→ **Exercise requirements**
Your answer should be one number, the count of lines in the entries holding the word "dolphin".

→ **Recorded data**
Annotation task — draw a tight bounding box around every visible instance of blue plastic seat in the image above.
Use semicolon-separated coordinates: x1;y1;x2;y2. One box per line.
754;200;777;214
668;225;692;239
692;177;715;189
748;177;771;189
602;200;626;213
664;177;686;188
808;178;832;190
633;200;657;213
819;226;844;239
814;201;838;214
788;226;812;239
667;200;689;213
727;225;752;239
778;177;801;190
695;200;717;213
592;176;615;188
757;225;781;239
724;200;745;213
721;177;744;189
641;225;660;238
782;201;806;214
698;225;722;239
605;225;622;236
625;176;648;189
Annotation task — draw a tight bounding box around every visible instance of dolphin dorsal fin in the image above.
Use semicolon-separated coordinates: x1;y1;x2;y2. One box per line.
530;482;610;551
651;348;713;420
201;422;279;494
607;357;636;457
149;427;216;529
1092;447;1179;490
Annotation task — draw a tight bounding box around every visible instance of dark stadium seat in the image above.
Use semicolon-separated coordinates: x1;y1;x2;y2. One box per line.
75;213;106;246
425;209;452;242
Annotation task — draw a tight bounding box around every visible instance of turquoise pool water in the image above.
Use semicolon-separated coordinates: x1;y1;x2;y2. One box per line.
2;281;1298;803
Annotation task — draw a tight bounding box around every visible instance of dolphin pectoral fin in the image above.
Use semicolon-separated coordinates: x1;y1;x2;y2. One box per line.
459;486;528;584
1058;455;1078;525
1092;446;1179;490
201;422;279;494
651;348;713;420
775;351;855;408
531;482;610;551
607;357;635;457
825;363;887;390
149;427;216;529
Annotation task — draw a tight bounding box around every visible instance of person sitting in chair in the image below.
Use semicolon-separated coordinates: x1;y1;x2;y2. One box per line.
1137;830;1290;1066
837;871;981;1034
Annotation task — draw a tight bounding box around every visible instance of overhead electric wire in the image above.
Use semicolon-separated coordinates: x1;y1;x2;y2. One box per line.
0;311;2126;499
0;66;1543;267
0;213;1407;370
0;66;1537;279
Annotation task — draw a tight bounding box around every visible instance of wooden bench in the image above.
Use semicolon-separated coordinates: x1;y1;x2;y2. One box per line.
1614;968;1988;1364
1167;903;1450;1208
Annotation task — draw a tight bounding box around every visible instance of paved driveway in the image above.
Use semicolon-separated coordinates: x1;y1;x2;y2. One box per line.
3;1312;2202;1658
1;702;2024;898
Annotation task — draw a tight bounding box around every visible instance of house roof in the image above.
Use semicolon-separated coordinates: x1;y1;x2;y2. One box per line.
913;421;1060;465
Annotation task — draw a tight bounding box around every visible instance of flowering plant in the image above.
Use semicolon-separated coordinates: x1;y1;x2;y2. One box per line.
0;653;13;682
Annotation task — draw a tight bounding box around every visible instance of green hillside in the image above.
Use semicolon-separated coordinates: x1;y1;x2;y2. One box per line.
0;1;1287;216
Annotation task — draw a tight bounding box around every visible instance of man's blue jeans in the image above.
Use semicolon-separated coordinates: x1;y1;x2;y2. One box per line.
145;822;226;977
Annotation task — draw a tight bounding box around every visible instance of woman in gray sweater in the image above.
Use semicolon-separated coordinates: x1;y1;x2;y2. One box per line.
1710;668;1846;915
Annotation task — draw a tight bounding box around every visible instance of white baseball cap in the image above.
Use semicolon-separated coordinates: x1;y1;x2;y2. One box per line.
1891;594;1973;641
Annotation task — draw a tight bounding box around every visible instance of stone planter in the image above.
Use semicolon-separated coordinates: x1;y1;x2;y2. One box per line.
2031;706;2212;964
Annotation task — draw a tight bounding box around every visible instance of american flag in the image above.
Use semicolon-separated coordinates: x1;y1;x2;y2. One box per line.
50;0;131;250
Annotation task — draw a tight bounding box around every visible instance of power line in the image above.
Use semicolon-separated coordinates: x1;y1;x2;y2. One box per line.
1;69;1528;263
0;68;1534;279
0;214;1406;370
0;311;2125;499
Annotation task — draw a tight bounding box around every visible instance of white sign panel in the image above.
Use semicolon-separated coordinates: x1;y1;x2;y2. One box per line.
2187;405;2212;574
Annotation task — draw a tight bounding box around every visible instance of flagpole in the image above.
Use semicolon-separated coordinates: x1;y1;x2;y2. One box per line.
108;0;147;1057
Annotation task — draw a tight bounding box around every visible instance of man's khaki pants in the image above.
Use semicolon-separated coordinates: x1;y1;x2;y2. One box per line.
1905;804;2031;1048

→ **Task response**
2